• _Problem statement_:
Write the data below out exactly as it stands. Do not include the pictures.

• _Input_:
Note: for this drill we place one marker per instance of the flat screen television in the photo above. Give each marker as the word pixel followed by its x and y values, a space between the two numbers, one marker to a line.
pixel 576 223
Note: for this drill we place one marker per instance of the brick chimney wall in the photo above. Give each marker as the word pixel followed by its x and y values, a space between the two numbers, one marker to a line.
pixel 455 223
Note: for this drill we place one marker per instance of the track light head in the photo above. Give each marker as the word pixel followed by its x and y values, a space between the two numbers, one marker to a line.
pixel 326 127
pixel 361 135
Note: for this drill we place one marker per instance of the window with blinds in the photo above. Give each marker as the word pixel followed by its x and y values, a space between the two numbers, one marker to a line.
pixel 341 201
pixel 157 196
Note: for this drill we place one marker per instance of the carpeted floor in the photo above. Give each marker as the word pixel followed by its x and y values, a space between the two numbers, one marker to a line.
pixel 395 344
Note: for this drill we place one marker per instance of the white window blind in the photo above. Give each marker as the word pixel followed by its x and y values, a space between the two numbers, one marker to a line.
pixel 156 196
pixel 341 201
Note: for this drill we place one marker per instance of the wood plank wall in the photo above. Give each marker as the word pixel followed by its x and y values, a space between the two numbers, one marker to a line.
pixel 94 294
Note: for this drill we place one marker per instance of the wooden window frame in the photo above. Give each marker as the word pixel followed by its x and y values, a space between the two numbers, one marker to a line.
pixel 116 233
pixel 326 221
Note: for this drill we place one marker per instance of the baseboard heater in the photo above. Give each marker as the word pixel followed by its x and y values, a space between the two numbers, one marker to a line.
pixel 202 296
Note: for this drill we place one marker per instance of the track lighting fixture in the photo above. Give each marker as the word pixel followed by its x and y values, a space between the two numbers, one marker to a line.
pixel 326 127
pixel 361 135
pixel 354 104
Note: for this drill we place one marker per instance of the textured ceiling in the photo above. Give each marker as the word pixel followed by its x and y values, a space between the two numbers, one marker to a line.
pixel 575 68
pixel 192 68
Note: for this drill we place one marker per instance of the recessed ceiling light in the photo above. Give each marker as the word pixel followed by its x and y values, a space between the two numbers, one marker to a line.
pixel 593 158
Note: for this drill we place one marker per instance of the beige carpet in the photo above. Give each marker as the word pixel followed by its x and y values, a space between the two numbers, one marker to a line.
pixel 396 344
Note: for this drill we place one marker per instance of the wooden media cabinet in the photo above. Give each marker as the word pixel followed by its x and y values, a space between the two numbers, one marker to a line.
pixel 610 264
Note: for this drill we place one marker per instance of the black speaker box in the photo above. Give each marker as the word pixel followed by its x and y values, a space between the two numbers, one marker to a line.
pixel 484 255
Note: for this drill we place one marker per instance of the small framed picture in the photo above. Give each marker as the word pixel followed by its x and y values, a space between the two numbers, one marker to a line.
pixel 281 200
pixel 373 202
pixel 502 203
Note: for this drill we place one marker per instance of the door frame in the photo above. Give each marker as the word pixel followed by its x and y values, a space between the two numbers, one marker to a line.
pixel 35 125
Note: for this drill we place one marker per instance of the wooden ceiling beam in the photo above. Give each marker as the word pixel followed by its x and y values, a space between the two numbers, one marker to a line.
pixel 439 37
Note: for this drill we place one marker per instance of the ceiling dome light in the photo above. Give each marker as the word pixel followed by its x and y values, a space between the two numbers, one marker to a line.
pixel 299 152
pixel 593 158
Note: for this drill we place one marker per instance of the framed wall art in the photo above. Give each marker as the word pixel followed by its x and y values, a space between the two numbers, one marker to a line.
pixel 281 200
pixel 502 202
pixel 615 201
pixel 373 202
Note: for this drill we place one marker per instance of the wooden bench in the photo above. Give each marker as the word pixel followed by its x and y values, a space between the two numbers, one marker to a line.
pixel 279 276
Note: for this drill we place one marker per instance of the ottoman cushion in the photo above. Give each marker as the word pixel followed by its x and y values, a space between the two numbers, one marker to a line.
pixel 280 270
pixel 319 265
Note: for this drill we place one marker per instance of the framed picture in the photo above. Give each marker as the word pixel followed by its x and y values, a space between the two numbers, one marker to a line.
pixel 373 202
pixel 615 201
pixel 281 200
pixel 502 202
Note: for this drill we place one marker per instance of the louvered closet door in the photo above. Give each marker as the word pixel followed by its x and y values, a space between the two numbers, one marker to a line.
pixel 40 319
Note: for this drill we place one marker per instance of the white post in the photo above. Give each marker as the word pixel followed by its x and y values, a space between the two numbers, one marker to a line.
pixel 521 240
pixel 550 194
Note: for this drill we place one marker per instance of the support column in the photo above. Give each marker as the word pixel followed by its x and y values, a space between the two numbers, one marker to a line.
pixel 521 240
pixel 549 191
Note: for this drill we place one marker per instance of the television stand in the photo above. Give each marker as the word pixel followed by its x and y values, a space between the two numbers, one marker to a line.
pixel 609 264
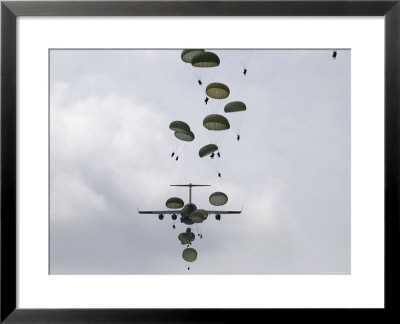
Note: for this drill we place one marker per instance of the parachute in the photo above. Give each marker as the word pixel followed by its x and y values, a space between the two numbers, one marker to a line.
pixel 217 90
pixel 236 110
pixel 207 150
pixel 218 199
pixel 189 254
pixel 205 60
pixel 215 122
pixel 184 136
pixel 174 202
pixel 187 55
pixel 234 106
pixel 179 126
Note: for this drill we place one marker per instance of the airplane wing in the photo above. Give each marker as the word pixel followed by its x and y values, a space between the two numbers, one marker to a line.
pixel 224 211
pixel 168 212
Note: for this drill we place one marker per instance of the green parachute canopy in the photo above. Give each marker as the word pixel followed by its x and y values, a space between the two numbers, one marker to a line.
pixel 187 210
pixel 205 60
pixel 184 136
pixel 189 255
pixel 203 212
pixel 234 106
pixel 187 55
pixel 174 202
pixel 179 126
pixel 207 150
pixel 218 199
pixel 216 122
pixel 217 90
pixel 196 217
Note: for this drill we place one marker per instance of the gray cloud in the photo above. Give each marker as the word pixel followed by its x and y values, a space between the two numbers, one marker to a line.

• _Result of the task_:
Note: for this drill we place one marker per instance of the flat screen television in the photo above. Give each marker as the word pixel followed by its x and y values, a space between the two numbers, one marker to a line.
pixel 576 223
Note: for this drill we place one marker per instance of the brick chimney wall in the photo above. Give each marker as the word pixel followed by its x and y values, a space between the two numbers, one marker to a line.
pixel 455 223
Note: for this drill we place one marker per instance of the track light head in the photo above. Give each marker as the word pixel followed by its x and y values, a space between the two numbers, one marker to a line.
pixel 326 127
pixel 361 135
Note: for this drill we place one marker per instance of the window with blinds in the photo above. Give each marker as the word pixel followed by its x and y values, a space between the two numbers, one marker to a line.
pixel 341 201
pixel 157 196
Note: for this drill we place one marker per instance of the carpeted floor in the photo above. Give each marker as the word pixel followed by its x and y values, a space between the two numbers, one marker to a line.
pixel 395 344
Note: for this drill we place one marker per instance of the white window blind in the photo above. Give each marker as the word pixel followed by its x and y values, a space between the two numbers, one marker to a line.
pixel 156 196
pixel 341 201
Note: for this drill we place one marker per instance of the wood plank wall in the photo above. Give each marker as the word pixel followed by its x and y values, a space between the two numbers, one marker to a line.
pixel 94 294
Note: for this drill we place one marker per instance of the wooden window frame in the photo above. Give each marker as the word pixel followed by its x and y values, a space between the two numbers, one marker to a line.
pixel 116 233
pixel 326 221
Note: for this drill we place one marker per instance of the baseboard heater in the photo above. Give each marker as the word pixel followed by its x and y values, a space between the two numbers, one marker to a line.
pixel 202 296
Note: for this drill we place one marker per instance of the track lighting fixture in the photo above. Give each marker as the word pixel followed by its x and y values, a space between the two numbers, one marker to a line.
pixel 326 127
pixel 361 135
pixel 354 104
Note: for this drill we place one marker per instance of the textured ceiling in the photo above. Give each marker as the word pixel followed by its x and y values, a space between the two numbers, one marker to a line.
pixel 575 68
pixel 192 68
Note: for this drill we place one marker per instance of the recessed ceiling light in the photo above. Give each marker as the word pixel followed by its x and y values, a space between the two numbers, one marker to a line.
pixel 593 158
Note: for this drill we place one marker per instance of the beige carpet in the photo above. Give each marker as the word pixel followed by its x and y values, a space between the two numbers, one marker to a line.
pixel 396 344
Note: for this drill we place one marker per instance of the wooden media cabinet in the photo above. Give each marker as the word pixel followed by its x and y values, a space between the two numbers, one marker to a line.
pixel 610 264
Note: for this drill we place one marker per instance of the black speaker box in the photo above. Give each marker as the word pixel followed by its x and y values, a space between the two numbers, one marker to a line.
pixel 484 255
Note: for this drill we place one marker per instance of the small framed picture in the photo above. Give each marker as the word pixel followed by its x and y values, a space between the two numbers, one marker to a line.
pixel 281 200
pixel 373 202
pixel 502 203
Note: for this drill we place one marker per instance of the door frame in the photo above. Give each marker as the word pixel followed by its x and y values, a space between the two numbers, one marker to a line.
pixel 35 125
Note: for this drill we place one marker per instance of the wooden ceiling beam in the photo above. Give each marker as the word pixel followed by its x and y values, a space between the two numbers, one marker to a line.
pixel 439 37
Note: for this drill we place one marker per instance of the ceiling dome light in the photo above. Give each marker as the word pixel followed by its x and y values, a space between the two numbers, one marker to a line.
pixel 299 152
pixel 593 158
Note: for this drill we place one marker per instance of the framed wall art in the photo above. Give each marker as the word pixel followed by its x and y values, a space between the two numbers, one marker to a line.
pixel 281 200
pixel 502 202
pixel 615 201
pixel 373 202
Note: for this drill we place one marker per instance of the wooden bench in the photo above. Give each marker as the word pixel followed by its x and y values, a space between the two numbers, one marker to a line.
pixel 279 276
Note: for this drill we place one marker per instance of the ottoman cushion in the photo above. Give each marker as the word pixel followed by its x and y values, a space between the two numbers, one marker to a line.
pixel 280 270
pixel 319 265
Note: for this drill we place one marker per instance of the framed picture in the photo above. Give each marker as the word pixel followed by its x and y values, a space between the two numbers, one marker to a line.
pixel 373 202
pixel 615 201
pixel 281 200
pixel 502 202
Note: for this drill we place one marker per instance of the louvered closet door in the photo above. Give each marker as the word pixel followed by its x and y values, a space between the two numbers, one marker to a line.
pixel 40 319
Note: for this drill we place one marker per instance of the white post in the photo above. Give each marker as the word pixel followed by its x and y values, a space between the two numbers, one marker to a line.
pixel 521 240
pixel 550 194
Note: for this drill we place one marker per instance of the support column in the photo above. Give each marker as the word pixel followed by its x and y values, a space between the two numbers, one marker to a line.
pixel 521 240
pixel 549 191
Note: for this drill we place one marker per instance of the television stand in the photo above. Give each marker as the word pixel followed by its x and y values, a space between the two numbers, one marker to a line.
pixel 609 264
Note: for this drill we place one marker per instance of the parachute in the photo above. Give each marker as the word pixel followed by its x and y values, a space between the two numbers, one marker to a line.
pixel 217 90
pixel 236 110
pixel 207 150
pixel 218 199
pixel 189 254
pixel 205 60
pixel 215 122
pixel 184 136
pixel 174 202
pixel 187 55
pixel 234 106
pixel 179 126
Note: for this drill we place one marker per instance of the airplane wing in the photo above. Give each marker as the word pixel followed by its x and y values, a space between the two numbers, one marker to a line.
pixel 224 211
pixel 168 212
Note: for this drill we place one marker per instance of the green parachute canopy in the photo above. Give each marker as the word pixel followed by its x and y values, a space between the two numbers, one marker to a line.
pixel 187 210
pixel 205 60
pixel 184 136
pixel 189 255
pixel 203 212
pixel 234 106
pixel 187 55
pixel 174 202
pixel 179 126
pixel 207 150
pixel 218 199
pixel 216 122
pixel 217 90
pixel 196 217
Note: for this drill we place one marker per instance of the gray cloud in the photo above. Give each marker as the word pixel followed by its x and y values, a space between the two numbers, one marker to a line.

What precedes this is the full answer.